## [TASK OBJECTIVE]
Please report how many of the lines below contain the word "grass", giving only the number.

## [DATA RECORDS]

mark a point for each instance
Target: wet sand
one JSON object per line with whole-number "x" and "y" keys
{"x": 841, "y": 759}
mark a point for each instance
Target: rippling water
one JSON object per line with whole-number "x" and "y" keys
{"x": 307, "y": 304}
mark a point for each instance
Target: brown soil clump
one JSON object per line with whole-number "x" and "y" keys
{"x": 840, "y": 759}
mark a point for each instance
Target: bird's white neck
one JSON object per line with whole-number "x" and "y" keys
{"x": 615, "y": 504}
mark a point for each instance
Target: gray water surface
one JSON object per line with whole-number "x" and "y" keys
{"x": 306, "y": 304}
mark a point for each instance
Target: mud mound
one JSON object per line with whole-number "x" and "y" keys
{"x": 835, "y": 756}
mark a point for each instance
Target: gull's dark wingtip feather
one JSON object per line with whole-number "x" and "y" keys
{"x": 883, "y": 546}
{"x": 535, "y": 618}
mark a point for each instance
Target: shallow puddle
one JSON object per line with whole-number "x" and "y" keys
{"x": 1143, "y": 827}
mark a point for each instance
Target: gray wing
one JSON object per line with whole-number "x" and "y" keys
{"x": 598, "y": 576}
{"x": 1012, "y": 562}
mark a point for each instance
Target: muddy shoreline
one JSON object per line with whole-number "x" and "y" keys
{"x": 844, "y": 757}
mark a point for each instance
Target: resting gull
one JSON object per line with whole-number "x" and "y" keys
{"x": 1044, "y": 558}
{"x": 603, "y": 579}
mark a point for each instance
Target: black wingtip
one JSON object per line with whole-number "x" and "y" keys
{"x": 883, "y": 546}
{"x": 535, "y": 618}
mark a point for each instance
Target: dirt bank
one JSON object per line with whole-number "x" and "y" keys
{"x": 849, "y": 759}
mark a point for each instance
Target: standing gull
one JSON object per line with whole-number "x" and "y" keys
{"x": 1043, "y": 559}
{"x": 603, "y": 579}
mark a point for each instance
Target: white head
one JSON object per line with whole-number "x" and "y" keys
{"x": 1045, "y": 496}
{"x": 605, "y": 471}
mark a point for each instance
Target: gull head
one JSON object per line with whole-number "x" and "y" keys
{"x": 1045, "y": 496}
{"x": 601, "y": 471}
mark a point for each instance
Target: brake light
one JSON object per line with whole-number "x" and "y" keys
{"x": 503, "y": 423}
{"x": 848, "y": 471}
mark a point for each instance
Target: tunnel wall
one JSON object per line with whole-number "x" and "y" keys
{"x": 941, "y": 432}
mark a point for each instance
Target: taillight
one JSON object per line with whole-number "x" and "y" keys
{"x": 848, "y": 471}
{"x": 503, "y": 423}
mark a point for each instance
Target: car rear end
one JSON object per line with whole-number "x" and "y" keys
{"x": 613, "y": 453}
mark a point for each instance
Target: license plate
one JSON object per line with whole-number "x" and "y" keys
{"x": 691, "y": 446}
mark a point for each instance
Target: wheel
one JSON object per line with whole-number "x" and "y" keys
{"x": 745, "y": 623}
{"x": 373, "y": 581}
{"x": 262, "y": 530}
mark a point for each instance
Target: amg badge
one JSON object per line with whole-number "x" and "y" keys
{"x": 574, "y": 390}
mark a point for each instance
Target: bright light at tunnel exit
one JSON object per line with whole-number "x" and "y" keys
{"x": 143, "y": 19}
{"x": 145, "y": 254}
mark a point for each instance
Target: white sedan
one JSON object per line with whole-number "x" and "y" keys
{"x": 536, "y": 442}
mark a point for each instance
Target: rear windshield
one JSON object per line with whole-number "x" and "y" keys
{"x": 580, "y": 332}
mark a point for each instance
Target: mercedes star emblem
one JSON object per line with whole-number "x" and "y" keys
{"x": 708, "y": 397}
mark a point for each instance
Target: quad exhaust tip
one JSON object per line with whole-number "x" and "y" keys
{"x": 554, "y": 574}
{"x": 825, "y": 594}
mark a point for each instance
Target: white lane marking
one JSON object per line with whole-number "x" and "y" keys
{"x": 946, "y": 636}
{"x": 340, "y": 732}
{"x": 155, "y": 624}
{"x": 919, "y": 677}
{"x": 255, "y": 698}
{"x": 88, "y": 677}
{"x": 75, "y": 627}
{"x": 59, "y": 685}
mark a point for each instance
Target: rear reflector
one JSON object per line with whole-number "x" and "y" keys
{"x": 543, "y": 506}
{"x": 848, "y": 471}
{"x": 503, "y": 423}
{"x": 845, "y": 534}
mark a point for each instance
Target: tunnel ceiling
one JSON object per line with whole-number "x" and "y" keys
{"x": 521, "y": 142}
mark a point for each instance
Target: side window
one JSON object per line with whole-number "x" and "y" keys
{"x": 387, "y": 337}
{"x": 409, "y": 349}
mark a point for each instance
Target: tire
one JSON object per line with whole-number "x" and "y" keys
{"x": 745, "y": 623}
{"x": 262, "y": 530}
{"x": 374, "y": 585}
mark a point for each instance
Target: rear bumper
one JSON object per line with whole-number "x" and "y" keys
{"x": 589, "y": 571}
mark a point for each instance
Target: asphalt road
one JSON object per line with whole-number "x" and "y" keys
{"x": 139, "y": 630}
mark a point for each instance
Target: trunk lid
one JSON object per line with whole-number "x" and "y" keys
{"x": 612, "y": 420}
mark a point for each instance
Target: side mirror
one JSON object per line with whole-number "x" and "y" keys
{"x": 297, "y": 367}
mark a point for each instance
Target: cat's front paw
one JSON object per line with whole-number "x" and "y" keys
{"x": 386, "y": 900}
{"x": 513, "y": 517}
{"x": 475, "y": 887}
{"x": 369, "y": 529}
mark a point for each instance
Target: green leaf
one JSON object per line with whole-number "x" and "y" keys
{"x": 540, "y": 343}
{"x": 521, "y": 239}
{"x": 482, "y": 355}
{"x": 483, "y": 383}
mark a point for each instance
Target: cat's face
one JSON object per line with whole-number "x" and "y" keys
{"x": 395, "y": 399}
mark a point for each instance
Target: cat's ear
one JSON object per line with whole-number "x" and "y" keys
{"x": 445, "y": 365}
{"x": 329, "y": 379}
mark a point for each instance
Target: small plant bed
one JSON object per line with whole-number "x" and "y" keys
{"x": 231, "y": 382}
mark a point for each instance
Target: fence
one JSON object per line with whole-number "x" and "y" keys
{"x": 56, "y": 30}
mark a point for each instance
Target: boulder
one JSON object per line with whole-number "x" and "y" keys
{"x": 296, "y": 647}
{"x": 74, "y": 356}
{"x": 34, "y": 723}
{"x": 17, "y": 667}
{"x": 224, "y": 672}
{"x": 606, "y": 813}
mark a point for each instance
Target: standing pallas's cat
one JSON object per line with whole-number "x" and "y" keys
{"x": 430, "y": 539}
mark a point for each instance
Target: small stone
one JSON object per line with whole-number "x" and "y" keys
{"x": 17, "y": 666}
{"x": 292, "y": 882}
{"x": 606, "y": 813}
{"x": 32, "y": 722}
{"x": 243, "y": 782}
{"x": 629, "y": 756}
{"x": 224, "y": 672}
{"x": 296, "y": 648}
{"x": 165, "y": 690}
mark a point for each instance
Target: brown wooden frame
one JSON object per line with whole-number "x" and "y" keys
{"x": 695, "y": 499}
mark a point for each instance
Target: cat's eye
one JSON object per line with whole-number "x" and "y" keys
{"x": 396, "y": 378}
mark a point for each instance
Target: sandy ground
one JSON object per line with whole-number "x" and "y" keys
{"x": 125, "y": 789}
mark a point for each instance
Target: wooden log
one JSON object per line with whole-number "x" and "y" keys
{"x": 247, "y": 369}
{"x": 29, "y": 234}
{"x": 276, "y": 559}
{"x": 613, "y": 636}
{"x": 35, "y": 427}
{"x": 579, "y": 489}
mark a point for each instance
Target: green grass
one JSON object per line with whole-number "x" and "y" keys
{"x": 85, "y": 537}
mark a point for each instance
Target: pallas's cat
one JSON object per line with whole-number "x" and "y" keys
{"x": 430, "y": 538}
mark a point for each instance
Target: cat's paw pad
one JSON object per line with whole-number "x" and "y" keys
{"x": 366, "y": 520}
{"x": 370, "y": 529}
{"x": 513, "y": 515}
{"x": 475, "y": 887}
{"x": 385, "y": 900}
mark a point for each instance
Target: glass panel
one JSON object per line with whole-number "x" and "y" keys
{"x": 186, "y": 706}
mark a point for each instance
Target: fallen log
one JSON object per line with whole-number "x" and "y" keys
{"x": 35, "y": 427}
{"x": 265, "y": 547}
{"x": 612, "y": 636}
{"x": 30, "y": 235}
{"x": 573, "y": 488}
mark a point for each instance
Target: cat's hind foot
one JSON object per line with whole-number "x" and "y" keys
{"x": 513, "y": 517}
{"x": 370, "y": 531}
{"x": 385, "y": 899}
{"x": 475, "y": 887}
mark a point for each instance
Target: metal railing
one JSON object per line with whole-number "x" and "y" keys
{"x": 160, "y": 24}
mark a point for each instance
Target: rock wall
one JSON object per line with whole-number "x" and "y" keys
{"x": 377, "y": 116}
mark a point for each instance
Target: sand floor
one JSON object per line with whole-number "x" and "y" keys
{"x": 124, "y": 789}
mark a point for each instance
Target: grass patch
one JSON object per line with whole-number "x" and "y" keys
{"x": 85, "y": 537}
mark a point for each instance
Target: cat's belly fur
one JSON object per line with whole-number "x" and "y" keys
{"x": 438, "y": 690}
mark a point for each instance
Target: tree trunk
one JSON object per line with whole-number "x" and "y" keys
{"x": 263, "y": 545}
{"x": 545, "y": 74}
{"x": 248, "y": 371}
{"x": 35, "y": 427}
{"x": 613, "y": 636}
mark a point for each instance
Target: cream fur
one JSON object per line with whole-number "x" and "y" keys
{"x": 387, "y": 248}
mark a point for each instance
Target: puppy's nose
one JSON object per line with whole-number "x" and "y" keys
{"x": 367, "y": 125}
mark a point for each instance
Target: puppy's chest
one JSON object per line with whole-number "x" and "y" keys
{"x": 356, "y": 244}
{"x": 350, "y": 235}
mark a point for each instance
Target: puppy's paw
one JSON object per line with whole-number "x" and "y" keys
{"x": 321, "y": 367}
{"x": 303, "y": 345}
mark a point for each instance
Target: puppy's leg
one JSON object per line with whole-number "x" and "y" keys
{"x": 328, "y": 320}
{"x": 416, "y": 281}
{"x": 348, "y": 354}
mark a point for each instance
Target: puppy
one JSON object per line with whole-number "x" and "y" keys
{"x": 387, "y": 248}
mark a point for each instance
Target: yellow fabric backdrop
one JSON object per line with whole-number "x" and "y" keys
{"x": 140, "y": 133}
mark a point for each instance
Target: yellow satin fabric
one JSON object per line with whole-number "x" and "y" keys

## [COMPLETE ANSWER]
2